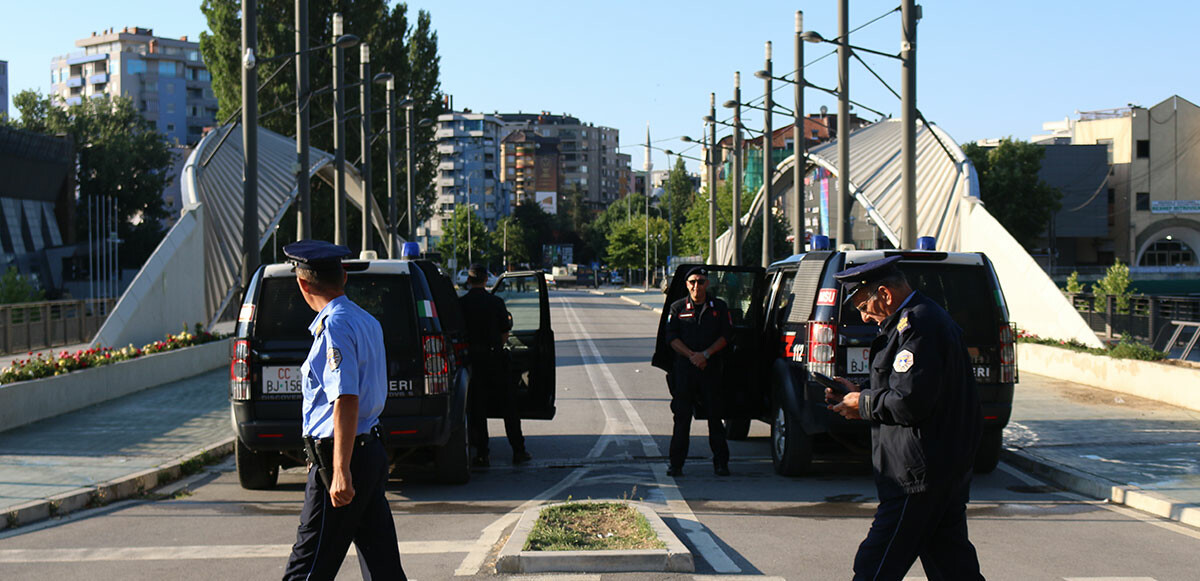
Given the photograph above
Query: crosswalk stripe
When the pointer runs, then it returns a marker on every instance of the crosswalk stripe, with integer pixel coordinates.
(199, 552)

---

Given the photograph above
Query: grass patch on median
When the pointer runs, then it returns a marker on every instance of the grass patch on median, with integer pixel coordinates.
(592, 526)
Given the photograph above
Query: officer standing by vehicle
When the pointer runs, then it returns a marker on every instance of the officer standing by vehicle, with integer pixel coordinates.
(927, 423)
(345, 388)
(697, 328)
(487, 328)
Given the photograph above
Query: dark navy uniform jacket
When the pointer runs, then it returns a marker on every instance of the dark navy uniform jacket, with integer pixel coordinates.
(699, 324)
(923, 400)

- **REQUIRED ACTION**:
Report how many lines of the entries include the word "Query", and let the number stand alone.

- **EXPECTED ANSWER**:
4